_SOURCE PASSAGE_:
────────────────────────────────────────

Denis Villeneuve’s Blade Runner 2049 is everything you want it to be and nothing you don’t. It encapsulates and resonates with what went before while taking the narrative in a new direction. It organically emerges from Blade Runner.
In 1982 we were just embarking on a golden age of film Science Fiction though we did not know it. Five years before, Star Wars had permanently burned into our retinas the image of a clean future… wide spaces filled with shiny white composite-armored Storm Troopers whose blasters fired bloodless bolts of pure energy. Only the guy in black put his hands on anyone. It was delirious space opera, fun, and revolutionary, life-altering, and it set us on the road to a generation of real Science Fiction movies. They weren’t all good. Then, as now, we had to dig through a lot of bubblegum schlock to get to the denser, more cerebral work. Meaning no slight to B movies or fans, I am one as well, but occasionally a masterpiece is created.
“Denis Villeneuve’s Blade Runner 2049 is everything you want it to be and nothing you don’t.”

────────────────────────────────────────

_BRIEF A_: Please set down, word for word, the lines of the listing that start at the line containing "Now, locate cabinet door" and end after the line containing "[285,273,478,426]".

────────────────────────────────────────

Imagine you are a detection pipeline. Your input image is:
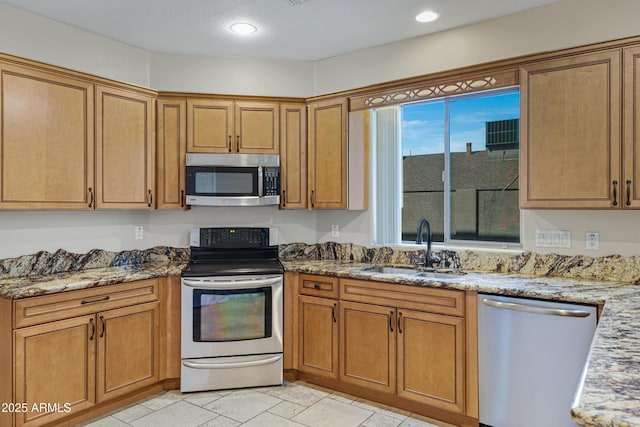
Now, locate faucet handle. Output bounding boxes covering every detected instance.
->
[429,255,442,267]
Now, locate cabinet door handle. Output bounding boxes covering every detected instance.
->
[89,317,96,341]
[80,295,109,305]
[89,187,93,208]
[100,316,107,338]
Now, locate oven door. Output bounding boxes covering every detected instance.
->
[181,275,283,359]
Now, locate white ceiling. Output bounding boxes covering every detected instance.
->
[0,0,557,60]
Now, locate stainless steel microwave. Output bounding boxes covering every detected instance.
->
[186,153,280,206]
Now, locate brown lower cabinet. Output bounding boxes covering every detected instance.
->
[0,278,179,427]
[285,273,478,426]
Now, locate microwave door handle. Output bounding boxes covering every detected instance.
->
[182,276,282,289]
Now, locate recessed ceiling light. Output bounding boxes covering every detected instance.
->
[416,10,438,22]
[229,22,258,36]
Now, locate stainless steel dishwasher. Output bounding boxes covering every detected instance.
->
[478,294,597,427]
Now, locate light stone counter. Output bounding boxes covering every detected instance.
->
[571,297,640,427]
[0,242,640,427]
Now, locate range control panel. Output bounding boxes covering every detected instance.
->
[189,227,269,248]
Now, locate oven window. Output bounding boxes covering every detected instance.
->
[193,287,271,342]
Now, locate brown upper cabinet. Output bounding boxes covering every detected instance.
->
[0,62,94,209]
[280,103,307,209]
[520,49,624,209]
[187,98,280,154]
[156,98,187,209]
[620,47,640,209]
[308,98,348,209]
[95,85,155,209]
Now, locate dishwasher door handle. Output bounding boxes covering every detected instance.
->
[482,298,591,317]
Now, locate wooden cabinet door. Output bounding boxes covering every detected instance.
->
[0,64,94,209]
[621,47,640,209]
[397,309,465,413]
[308,98,347,209]
[520,50,623,208]
[187,98,235,154]
[156,99,187,209]
[298,295,338,378]
[234,101,280,154]
[340,301,396,394]
[97,302,159,402]
[280,104,307,209]
[96,86,155,209]
[14,315,96,426]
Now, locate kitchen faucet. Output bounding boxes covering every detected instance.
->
[416,218,433,267]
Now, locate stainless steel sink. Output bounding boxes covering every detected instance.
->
[415,271,465,280]
[361,266,466,280]
[362,267,420,276]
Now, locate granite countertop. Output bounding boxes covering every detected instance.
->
[282,260,640,305]
[0,262,186,299]
[571,297,640,427]
[283,261,640,427]
[0,244,640,427]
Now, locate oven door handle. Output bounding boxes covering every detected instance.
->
[182,276,282,289]
[182,354,282,369]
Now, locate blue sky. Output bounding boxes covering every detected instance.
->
[402,92,520,156]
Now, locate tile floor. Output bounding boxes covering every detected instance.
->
[83,381,454,427]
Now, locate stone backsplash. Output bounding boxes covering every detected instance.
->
[280,242,640,284]
[0,242,640,284]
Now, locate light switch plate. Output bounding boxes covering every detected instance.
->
[536,230,571,248]
[584,231,600,251]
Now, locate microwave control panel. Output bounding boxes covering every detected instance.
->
[263,167,280,196]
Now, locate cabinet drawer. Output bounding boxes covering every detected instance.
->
[340,279,464,316]
[300,274,338,298]
[14,279,158,328]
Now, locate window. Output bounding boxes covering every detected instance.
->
[373,89,520,244]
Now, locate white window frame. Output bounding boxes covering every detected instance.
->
[370,86,523,250]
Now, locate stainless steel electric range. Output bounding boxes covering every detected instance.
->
[180,228,284,391]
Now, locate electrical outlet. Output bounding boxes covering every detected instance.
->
[536,230,571,248]
[584,231,600,251]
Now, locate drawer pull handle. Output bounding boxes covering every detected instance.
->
[80,295,109,305]
[89,187,93,208]
[100,316,107,338]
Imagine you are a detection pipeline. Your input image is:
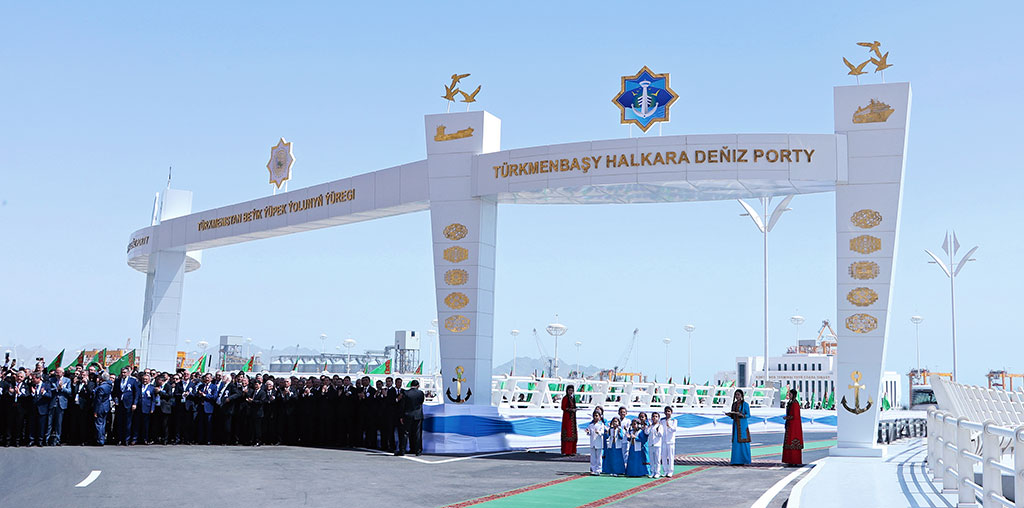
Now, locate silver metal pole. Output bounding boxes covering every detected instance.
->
[913,323,921,375]
[552,335,558,378]
[949,249,956,383]
[686,332,693,383]
[761,198,768,387]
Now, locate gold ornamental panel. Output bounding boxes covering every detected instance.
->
[444,268,469,286]
[846,288,879,307]
[444,291,469,309]
[444,245,469,263]
[441,222,469,240]
[850,208,882,229]
[846,313,879,333]
[850,235,882,254]
[850,261,879,281]
[444,314,469,333]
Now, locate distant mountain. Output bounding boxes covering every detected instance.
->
[492,356,606,376]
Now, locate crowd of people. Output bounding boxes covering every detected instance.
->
[0,356,425,455]
[561,385,804,478]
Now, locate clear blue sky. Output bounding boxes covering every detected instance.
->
[0,2,1024,383]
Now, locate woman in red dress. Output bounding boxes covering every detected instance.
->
[562,385,577,455]
[782,390,804,466]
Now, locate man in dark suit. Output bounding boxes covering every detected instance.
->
[394,379,426,456]
[46,367,71,447]
[378,376,398,452]
[217,374,246,445]
[92,372,114,447]
[0,371,30,448]
[152,373,174,445]
[29,371,53,447]
[358,376,378,449]
[338,376,359,448]
[278,378,299,446]
[174,369,196,445]
[114,367,139,447]
[193,373,217,445]
[66,371,96,445]
[131,373,159,445]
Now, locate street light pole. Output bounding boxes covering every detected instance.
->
[547,314,569,378]
[662,337,672,383]
[736,195,794,386]
[511,330,519,376]
[786,314,806,352]
[925,231,978,382]
[910,315,925,376]
[577,340,583,378]
[683,325,697,383]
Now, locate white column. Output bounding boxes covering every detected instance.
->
[138,188,191,372]
[830,83,910,457]
[425,112,501,407]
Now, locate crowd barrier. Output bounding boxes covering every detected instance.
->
[928,380,1024,508]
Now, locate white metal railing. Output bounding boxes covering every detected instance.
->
[490,375,775,409]
[928,405,1024,508]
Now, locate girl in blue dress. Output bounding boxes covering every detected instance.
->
[601,417,627,476]
[626,418,650,477]
[726,390,751,465]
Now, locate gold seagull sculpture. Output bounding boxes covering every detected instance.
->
[857,41,882,58]
[459,85,482,102]
[871,51,893,72]
[843,56,871,76]
[441,84,460,102]
[441,73,469,102]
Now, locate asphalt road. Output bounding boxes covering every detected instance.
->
[0,433,835,508]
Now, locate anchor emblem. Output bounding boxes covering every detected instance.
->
[444,366,473,404]
[632,81,657,118]
[840,371,873,415]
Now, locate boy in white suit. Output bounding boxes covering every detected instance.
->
[644,413,665,478]
[587,410,607,476]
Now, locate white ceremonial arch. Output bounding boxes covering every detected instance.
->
[128,83,910,456]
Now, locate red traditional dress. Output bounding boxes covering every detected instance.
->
[782,400,804,465]
[562,395,577,455]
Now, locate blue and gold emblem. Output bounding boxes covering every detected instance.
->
[611,66,679,132]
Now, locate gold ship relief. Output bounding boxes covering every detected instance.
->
[434,125,473,141]
[853,98,894,124]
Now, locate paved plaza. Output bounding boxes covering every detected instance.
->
[0,433,835,508]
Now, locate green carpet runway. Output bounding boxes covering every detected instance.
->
[445,439,836,508]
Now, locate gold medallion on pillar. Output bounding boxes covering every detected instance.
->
[444,268,469,286]
[444,314,469,333]
[441,222,469,240]
[850,208,882,229]
[846,313,879,333]
[846,288,879,307]
[444,245,469,263]
[850,235,882,255]
[850,261,879,281]
[444,291,469,309]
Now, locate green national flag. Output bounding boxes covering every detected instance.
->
[111,349,135,375]
[46,349,63,372]
[65,349,85,371]
[367,359,391,374]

────────────────────────────────────────

_BRIEF B_: Extract the whole passage on Blade Runner 2049 verbatim, keeping every line unchanged.

_WRITTEN RESPONSE A_:
Now, locate cabinet door handle. Output bounding boxes covering every detected instance.
->
[89,317,96,341]
[80,295,109,305]
[89,187,93,208]
[100,316,107,338]
Now, locate oven door. Output bounding boxes covering every detected instance.
->
[181,275,283,359]
Now, locate white ceiling. Output bounding boxes covering every detected instance.
->
[0,0,557,60]
Now, locate stainless steel microwave. Output bounding boxes covering every detected instance.
->
[186,153,280,206]
Now, locate brown lower cabinet. Output bounding boxes covering every detected instance.
->
[0,278,179,427]
[285,273,478,426]

_WRITTEN RESPONSE B_:
Denis Villeneuve’s Blade Runner 2049 is everything you want it to be and nothing you don’t. It encapsulates and resonates with what went before while taking the narrative in a new direction. It organically emerges from Blade Runner.
In 1982 we were just embarking on a golden age of film Science Fiction though we did not know it. Five years before, Star Wars had permanently burned into our retinas the image of a clean future… wide spaces filled with shiny white composite-armored Storm Troopers whose blasters fired bloodless bolts of pure energy. Only the guy in black put his hands on anyone. It was delirious space opera, fun, and revolutionary, life-altering, and it set us on the road to a generation of real Science Fiction movies. They weren’t all good. Then, as now, we had to dig through a lot of bubblegum schlock to get to the denser, more cerebral work. Meaning no slight to B movies or fans, I am one as well, but occasionally a masterpiece is created.
“Denis Villeneuve’s Blade Runner 2049 is everything you want it to be and nothing you don’t.”